[Given instruction] Reproduce word for word the portion of the article on the Lamar Odom negotiations from "But Buss loves" to "could out of it.".

[Given text]
Sometimes, those age-old adages are around because they’re accurate. Like the one often referred to when talking about congressional legislation — everyone loves sausage but you don’t want to see it get made.
Welcome to the Lamar Odom negotiations.
We all love how it ended (at least Lakers fans) — four years, 33 million with a Laker option on the fourth year. That works out to an average of $8.25 million a year, which before this entire process started is about what I and a number of people thought was the fair market value for Odom. Odom gave a little, the Lakers gave a little, everyone is happy. With him back in the fold, and the Lakers as title favorites, this is some tasty sausage.
But it was hard to watch get made.
What started out as a quiet negotiation became more and more public as Odom’s camp tried to use Portland (an alleged five year, $40 million offer, which Odom’s agent said later may not have been real) and most often Miami as leverage. Miami seemed realistic on some levels — it was a five-year deal (albeit for a couple million less per season), it’s a state without income tax, Odom has played in and likes Miami, D-Wade was very public in his lobbying. It made a good bluff (and may not have completely been one).
But Buss loves high stakes poker, and this is about as high stakes as it gets — millions in luxury tax and possible championships hanging in the balance. He made his read that Odom wanted to be here and would take his offer over being somewhere else. He pulled an offer out of frustration but he largely stuck to his guns.
Both sides played this pretty well, trying to leverage their positions and get as much as they could out of it.
It was the fans that were buffeted about, feeling like some feudal serf caught between two warring kings and just wanting peace and a happy outcome. It was the fans that fed most off the leaked information, really put out for leverage in the talks. It was the fans that over-analyzed every little bit of information.

[Supplied records]
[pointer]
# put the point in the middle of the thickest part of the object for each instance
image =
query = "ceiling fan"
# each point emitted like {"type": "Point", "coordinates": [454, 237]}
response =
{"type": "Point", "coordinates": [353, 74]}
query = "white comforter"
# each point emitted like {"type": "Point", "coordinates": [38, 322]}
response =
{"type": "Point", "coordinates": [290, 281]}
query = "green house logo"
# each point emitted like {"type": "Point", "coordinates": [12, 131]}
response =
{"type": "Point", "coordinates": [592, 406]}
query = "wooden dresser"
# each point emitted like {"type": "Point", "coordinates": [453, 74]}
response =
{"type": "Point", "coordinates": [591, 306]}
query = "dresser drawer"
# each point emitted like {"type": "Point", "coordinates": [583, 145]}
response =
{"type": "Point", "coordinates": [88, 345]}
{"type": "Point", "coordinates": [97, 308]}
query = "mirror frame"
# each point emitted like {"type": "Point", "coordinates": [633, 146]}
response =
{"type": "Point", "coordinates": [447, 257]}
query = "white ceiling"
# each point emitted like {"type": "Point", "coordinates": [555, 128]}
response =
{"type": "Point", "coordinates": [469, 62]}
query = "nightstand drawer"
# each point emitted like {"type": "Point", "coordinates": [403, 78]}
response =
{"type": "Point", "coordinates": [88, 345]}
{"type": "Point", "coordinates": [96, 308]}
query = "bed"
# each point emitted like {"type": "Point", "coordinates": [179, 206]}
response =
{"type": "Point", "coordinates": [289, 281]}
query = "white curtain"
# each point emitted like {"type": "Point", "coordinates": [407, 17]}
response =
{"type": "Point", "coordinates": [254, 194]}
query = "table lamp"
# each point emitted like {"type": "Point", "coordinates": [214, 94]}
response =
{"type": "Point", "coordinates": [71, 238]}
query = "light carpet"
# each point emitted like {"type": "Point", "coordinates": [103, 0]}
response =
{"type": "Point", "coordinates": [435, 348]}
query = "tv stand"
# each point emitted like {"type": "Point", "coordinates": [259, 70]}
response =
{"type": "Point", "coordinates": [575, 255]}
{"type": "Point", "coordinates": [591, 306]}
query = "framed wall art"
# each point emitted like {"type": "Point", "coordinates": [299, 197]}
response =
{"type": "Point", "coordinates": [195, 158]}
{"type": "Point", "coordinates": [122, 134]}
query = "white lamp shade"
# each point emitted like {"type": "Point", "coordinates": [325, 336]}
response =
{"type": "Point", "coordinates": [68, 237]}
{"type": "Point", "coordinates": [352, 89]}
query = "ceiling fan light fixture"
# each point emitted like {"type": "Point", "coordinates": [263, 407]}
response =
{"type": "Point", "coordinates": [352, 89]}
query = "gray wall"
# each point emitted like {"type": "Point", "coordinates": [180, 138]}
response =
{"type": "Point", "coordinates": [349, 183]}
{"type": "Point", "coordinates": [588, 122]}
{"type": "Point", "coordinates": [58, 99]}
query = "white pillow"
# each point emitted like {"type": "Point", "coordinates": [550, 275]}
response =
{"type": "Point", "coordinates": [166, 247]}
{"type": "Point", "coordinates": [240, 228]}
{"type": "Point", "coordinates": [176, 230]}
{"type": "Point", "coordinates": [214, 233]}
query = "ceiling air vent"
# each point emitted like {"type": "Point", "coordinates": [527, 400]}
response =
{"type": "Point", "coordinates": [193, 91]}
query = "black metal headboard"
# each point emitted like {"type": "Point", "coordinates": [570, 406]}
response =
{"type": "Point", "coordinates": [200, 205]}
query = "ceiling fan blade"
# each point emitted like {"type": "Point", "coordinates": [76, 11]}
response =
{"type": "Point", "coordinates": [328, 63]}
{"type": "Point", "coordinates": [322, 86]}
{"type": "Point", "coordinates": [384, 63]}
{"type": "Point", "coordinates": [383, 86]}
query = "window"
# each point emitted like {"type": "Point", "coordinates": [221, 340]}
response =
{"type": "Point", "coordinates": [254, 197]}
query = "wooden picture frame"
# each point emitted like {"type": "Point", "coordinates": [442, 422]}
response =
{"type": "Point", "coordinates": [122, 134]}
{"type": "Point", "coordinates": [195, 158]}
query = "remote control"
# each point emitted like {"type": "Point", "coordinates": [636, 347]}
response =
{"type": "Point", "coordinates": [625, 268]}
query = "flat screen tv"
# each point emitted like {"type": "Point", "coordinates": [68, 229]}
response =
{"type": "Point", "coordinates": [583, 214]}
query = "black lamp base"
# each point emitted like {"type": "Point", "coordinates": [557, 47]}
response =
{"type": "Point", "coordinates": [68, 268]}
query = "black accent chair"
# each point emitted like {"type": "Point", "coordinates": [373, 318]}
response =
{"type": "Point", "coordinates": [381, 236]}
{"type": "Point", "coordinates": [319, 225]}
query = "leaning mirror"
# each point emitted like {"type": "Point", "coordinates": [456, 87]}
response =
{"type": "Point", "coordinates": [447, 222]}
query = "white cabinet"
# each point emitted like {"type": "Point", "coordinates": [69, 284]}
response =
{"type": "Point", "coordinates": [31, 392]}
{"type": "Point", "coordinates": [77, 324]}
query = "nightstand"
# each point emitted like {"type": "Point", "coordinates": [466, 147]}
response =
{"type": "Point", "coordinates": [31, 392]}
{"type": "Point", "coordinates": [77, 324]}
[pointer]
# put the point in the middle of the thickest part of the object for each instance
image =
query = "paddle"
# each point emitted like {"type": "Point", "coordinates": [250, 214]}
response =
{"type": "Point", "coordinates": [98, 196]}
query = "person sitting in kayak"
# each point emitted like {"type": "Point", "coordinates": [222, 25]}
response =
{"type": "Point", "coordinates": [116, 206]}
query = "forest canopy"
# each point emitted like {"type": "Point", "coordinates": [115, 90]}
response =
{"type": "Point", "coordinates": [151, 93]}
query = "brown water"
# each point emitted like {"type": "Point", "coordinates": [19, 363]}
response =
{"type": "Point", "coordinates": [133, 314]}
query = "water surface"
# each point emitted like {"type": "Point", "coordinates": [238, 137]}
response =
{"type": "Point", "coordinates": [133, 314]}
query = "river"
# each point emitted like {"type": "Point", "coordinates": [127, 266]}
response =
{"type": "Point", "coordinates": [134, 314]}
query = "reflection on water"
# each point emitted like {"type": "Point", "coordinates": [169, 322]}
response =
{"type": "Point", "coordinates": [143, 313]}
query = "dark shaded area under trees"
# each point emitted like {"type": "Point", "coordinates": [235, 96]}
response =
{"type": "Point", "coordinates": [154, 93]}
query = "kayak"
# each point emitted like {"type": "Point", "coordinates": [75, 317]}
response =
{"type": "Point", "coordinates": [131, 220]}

[Result below]
But Buss loves high stakes poker, and this is about as high stakes as it gets — millions in luxury tax and possible championships hanging in the balance. He made his read that Odom wanted to be here and would take his offer over being somewhere else. He pulled an offer out of frustration but he largely stuck to his guns.
Both sides played this pretty well, trying to leverage their positions and get as much as they could out of it.